ACTION ITEM :: This exercise asks for every record to be output again exactly.

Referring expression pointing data
Content starts

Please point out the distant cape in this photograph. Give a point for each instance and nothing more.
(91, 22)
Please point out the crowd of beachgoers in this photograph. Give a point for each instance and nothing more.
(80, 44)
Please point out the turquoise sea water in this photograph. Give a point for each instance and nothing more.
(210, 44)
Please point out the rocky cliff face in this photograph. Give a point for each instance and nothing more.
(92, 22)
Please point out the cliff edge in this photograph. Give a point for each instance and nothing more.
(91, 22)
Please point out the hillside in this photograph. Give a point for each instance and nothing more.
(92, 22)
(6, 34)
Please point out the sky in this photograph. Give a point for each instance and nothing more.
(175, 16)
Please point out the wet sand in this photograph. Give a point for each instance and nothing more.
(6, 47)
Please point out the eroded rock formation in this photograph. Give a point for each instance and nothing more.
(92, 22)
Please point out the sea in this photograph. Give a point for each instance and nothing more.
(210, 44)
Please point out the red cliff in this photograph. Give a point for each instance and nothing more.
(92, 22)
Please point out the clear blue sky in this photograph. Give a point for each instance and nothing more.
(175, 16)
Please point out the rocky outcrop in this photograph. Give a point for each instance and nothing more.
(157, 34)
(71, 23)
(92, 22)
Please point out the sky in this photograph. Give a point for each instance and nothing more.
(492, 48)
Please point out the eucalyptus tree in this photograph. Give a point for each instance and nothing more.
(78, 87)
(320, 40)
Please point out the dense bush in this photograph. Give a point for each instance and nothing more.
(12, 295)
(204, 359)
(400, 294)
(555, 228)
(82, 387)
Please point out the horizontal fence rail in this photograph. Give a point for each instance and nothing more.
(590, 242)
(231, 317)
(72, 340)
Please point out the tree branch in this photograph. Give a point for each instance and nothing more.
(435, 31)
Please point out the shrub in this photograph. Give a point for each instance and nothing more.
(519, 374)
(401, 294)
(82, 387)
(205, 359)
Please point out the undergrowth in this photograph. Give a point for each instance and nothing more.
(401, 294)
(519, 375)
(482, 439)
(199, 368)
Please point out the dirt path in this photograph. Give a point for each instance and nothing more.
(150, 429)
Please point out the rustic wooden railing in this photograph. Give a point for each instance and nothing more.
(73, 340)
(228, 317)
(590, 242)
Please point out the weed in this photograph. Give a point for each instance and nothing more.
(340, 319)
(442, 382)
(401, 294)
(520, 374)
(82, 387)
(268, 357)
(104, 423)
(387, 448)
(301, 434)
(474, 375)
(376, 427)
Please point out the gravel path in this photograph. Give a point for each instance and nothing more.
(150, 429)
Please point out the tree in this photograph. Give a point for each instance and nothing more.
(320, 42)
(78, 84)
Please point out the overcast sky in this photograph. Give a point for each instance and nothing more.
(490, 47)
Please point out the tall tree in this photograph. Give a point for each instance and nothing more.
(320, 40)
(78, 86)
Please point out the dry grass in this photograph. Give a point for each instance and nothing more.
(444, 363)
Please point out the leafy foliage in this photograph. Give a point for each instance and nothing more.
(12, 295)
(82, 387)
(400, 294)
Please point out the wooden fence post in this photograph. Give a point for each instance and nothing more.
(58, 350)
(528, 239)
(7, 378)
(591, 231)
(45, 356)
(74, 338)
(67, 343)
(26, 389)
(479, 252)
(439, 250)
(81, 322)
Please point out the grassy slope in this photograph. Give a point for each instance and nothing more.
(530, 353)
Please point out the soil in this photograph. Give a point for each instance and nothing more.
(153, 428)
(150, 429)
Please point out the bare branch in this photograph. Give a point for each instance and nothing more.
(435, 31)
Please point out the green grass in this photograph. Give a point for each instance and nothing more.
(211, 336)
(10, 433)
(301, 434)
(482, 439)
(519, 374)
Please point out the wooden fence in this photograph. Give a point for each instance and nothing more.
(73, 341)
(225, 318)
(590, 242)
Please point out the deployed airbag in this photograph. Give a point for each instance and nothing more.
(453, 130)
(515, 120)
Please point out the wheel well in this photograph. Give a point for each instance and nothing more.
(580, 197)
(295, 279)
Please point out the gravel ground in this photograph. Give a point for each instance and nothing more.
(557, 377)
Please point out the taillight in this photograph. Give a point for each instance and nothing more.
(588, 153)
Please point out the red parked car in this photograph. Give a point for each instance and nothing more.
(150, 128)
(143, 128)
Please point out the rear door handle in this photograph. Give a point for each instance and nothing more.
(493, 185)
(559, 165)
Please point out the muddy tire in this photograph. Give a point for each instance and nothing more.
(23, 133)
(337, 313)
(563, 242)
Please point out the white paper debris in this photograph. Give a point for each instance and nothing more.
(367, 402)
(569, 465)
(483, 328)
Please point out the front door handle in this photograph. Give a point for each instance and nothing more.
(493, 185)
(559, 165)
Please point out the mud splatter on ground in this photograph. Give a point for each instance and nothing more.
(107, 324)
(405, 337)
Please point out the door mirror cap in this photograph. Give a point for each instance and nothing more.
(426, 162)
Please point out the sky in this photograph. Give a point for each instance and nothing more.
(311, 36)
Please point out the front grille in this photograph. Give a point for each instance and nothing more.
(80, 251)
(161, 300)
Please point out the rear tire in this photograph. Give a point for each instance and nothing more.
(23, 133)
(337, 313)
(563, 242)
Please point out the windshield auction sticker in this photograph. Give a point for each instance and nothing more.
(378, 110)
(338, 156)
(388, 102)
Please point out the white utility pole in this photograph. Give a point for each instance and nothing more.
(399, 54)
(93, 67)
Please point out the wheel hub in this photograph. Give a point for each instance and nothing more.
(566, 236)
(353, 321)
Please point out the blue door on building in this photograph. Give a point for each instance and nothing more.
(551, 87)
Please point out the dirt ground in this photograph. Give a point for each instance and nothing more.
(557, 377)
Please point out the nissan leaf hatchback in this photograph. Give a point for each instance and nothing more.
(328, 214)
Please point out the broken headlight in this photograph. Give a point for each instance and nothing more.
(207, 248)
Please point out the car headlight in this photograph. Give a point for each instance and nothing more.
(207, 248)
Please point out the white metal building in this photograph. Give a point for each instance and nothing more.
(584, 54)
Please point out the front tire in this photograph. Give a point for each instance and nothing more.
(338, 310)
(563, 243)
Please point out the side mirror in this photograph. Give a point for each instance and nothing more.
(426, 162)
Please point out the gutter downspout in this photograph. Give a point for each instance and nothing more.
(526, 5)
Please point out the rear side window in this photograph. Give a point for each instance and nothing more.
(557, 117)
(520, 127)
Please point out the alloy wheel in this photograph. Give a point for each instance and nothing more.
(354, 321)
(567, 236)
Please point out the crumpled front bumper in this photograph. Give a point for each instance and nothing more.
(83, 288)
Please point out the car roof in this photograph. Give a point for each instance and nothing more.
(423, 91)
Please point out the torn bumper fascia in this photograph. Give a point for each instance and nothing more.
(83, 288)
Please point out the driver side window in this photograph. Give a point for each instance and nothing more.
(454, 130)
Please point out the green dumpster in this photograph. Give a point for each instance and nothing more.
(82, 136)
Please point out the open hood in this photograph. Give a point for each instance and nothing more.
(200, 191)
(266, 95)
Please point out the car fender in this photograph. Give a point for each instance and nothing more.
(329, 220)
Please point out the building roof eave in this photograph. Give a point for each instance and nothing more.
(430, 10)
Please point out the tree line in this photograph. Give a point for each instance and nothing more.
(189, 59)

Content ends

RESULT OF THE TASK ::
Please point out the distant cape in this photograph. Give a point for each instance and nothing more.
(91, 22)
Please point out the crowd of beachgoers in this photograph. Give a point for each instance and nothing more.
(80, 44)
Please point out the turquoise sea water in this photograph. Give a point for each instance and nothing more.
(210, 44)
Please point out the rocky cliff face in this photograph. Give a point for each instance and nothing more.
(92, 22)
Please point out the cliff edge in this photograph. Give a point for each instance and nothing more.
(91, 22)
Please point out the hillside in this photograph. Give a point for each instance and nothing more.
(92, 22)
(6, 34)
Please point out the sky in this photograph. Give a point for each instance and nothing more.
(175, 16)
Please point out the wet sand in this photograph. Give a point for each instance and nothing more.
(6, 47)
Please point out the eroded rock formation in this photograph. Give a point for each instance and nothing more.
(92, 22)
Please point out the sea in this photograph. Give a point for each instance and nothing more.
(210, 44)
Please point out the red cliff in this photograph. Give a point for each instance and nothing more.
(92, 22)
Please point out the clear blue sky in this photograph. Give a point for each instance and nothing more.
(175, 16)
Please point out the rocky outcrop in this photograph. Give a point for each instance and nothing more.
(157, 34)
(71, 23)
(92, 22)
Please point out the sky in this photograph. Give a point for each instance and nothing more.
(492, 48)
Please point out the eucalyptus tree in this photograph. Give a point for each instance and nothing more.
(78, 87)
(320, 40)
Please point out the dense bush in this photograph. Give a point for each instance and nothing more.
(12, 295)
(204, 359)
(400, 294)
(555, 228)
(82, 387)
Please point out the horizontal fence rail in this photograph. Give a point for each instance and nothing more.
(590, 242)
(231, 317)
(72, 340)
Please point out the tree branch in this photograph. Give a point for each instance and nothing more.
(435, 31)
Please point out the shrub in this photograph. Give a point for each instance and nothing more.
(519, 374)
(401, 294)
(82, 387)
(205, 359)
Please point out the undergrowth in this photograph. Give a point for each instance and nothing more.
(401, 294)
(519, 375)
(482, 439)
(199, 368)
Please point out the dirt path in this photograph. Give a point for each instance and nothing more.
(150, 429)
Please point out the rustic wooden railing in this photograph. Give a point for each instance and nothing more.
(73, 340)
(228, 317)
(590, 242)
Please point out the weed in this photograph. Give a point for each instance and nothing more.
(340, 319)
(442, 382)
(401, 294)
(520, 374)
(82, 387)
(268, 357)
(104, 423)
(387, 448)
(301, 434)
(474, 375)
(376, 427)
Please point out the gravel path in this photograph. Give a point for each instance and nothing more.
(150, 429)
Please point out the tree in this photograph. Give a point for each instance and nothing more.
(320, 42)
(78, 84)
Please point out the overcast sky in this photograph. Give a point for each instance and nothing more.
(490, 47)
Please point out the tall tree in this photograph. Give a point for each instance and nothing more.
(320, 40)
(78, 86)
Please point out the dry grass in this photograph. Give a point for each instance and nothing more.
(444, 363)
Please point out the leafy foliage in this photograph. Give a point for each instance and nothing more.
(12, 295)
(82, 387)
(400, 294)
Please point out the wooden fence post in this photograph. Give a point for each instance and nothing more.
(58, 350)
(528, 239)
(7, 378)
(591, 231)
(45, 356)
(74, 338)
(67, 343)
(26, 389)
(479, 252)
(439, 250)
(81, 322)
Please point out the grassy slope in this photograph. Give a point for each instance and nothing more.
(530, 353)
Please point out the soil in this photograph. Give a point for each instance and nothing more.
(153, 428)
(150, 429)
Please point out the bare branch in this photograph. Give a point for each instance and nothing more.
(435, 31)
Please point out the green grass in this photograph. Give a point for each instance and nothing more.
(211, 336)
(10, 433)
(301, 434)
(482, 439)
(519, 374)
Please point out the wooden fence in this photograph. Give a point for each instance and nothing more.
(73, 341)
(225, 318)
(590, 242)
Please point out the deployed airbag in this photograph. Give a point for each instance and nothing more.
(453, 130)
(515, 120)
Please point out the wheel well in this photograph. Give a point for each instance and nothing more.
(580, 197)
(295, 279)
Please point out the gravel ground in this photograph. Give a point for each instance and nothing more.
(557, 377)
Please point out the taillight in this photograph. Give a point for each instance and nothing more.
(588, 153)
Please point out the red parked car in this photograph. Give a point for each instance and nothing more.
(150, 128)
(143, 128)
Please point out the rear door handle in this photograph. Give a point for each instance and nothing more.
(493, 185)
(559, 165)
Please point out the muddy tire in this photograph. Give a point for each instance and nothing more.
(23, 133)
(337, 313)
(563, 242)
Please point out the white paper debris in this photograph. Give a point for each instance and nothing more.
(367, 402)
(569, 465)
(483, 328)
Please point out the front door handle in this photograph. Give a point for each instance and nothing more.
(493, 185)
(559, 165)
Please point out the mud splatter on ground in this photograph. Give a point for each instance and nothing more.
(107, 324)
(405, 337)
Please point out the door mirror cap in this photograph. Give a point for each instance and nothing more.
(426, 162)
Please point out the sky in this photograph. Give a point for each instance and nothing more.
(311, 36)
Please point out the front grille in this photograph. Give a point for each instance and nothing more.
(80, 251)
(161, 300)
Please point out the rear tire in this photograph. Give a point for each instance and nothing more.
(23, 133)
(337, 313)
(563, 242)
Please point out the windshield auction sticker in this photograph. Give a point for each instance and nothing more.
(378, 110)
(338, 156)
(388, 102)
Please point out the white utility pole in this photograph. Give a point for each instance and nothing more.
(399, 54)
(93, 67)
Please point out the wheel hub in this photograph. Give a point for each instance and nothing more.
(566, 236)
(353, 321)
Please point out the blue door on building in this photograph. Give a point for each instance and nothing more.
(551, 87)
Please point out the dirt ground in this photograph. Give a point for each instance and nothing more.
(557, 377)
Please point out the nissan leaf hatchback in this photograph. Give a point for each instance and nothing more.
(328, 214)
Please point out the broken headlight in this photograph. Give a point for each instance and nothing more.
(207, 248)
Please point out the car headlight in this photograph. Give a point for each instance and nothing more.
(207, 248)
Please point out the white metal building in this photograph. Give a point for each instance and nothing more.
(584, 54)
Please point out the front tire in this photograph. Give a point for each instance and nothing more.
(338, 310)
(563, 243)
Please point out the side mirror in this photograph. Give a point for each instance and nothing more.
(426, 162)
Please point out the gutter downspout in this photograph. Give a point for each instance and nothing more.
(526, 5)
Please point out the rear side window in this photograph. Give a point for each instance and nothing more.
(557, 117)
(520, 127)
Please point out the alloy wheel in this photograph. Give a point for each instance and nothing more.
(354, 321)
(567, 236)
Please point out the crumpled front bumper in this photograph. Give a point for each instance and nothing more.
(83, 288)
Please point out the car roof in this photograph. Give a point for each instance and nothing more.
(423, 91)
Please point out the torn bumper fascia in this photograph. Give a point for each instance and nothing more.
(83, 288)
Please point out the driver side window in this photograph. Give a point for each instance and nothing more.
(454, 130)
Please point out the green dumpster in this photograph. Give a point for each instance and nothing more.
(82, 136)
Please point out the open hood in this photograph. Give a point for each instance and nothing more.
(200, 191)
(266, 95)
Please point out the car fender in this photograph. Give a point for each instance and nothing more.
(329, 220)
Please point out the building roof eave in this photograph. Give a point for each instance and nothing more.
(430, 10)
Please point out the tree line in this photograph. Give a point for each instance and nothing more.
(189, 59)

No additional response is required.